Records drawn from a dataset
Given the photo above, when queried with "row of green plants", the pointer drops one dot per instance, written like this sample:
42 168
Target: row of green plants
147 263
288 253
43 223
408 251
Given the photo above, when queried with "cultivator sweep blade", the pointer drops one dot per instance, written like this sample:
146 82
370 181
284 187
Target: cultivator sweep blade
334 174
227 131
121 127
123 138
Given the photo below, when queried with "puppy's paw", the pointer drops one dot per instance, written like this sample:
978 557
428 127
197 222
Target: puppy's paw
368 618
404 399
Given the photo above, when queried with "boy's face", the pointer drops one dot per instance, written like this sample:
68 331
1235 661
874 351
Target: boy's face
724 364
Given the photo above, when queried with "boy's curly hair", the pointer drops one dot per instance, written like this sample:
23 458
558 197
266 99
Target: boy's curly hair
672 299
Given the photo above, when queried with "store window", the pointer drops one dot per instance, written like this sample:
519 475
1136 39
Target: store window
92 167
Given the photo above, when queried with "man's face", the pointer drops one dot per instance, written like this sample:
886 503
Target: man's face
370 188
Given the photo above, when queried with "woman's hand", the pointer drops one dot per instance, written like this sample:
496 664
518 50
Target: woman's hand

TASK DETAILS -> Line by line, retype all of the entries.

FINISHED TASK ->
Given the photo above, when queried with "row of green plants", the pointer drops one dot per instance, written like this sample:
42 168
Target: row of green plants
147 263
288 253
43 223
408 251
Given the photo above, when queried with "cultivator sweep blade", the pointer drops one dot per instance, written like this sample:
146 82
370 181
284 187
Target: cultivator sweep blade
334 174
227 131
121 127
123 138
Given the photo below, when queried with "puppy's paw", the pointer drops one dot per instance, written like this sample:
978 557
428 127
197 222
Target: puppy's paw
368 618
404 399
Given the photo above, when queried with "boy's face", the pointer drops one dot per instance, written like this sample:
68 331
1235 661
874 351
Target: boy's face
724 364
Given the photo above, when queried with "boy's curly hair", the pointer drops one dot per instance, written like this sample:
23 458
558 197
266 99
Target: boy's curly hair
672 299
Given the photo above, when queried with "store window", the pointer drops one dot per instance, written like this sample:
519 475
1136 39
Target: store window
92 167
Given the photo above, when queried with "man's face", the pointer drops one dot per instance, written like this sample:
886 503
Target: man's face
370 188
Given the photo above, when queried with "woman's hand", the pointer drops one dot per instance, written like this sample:
496 664
518 50
Target: woman's hand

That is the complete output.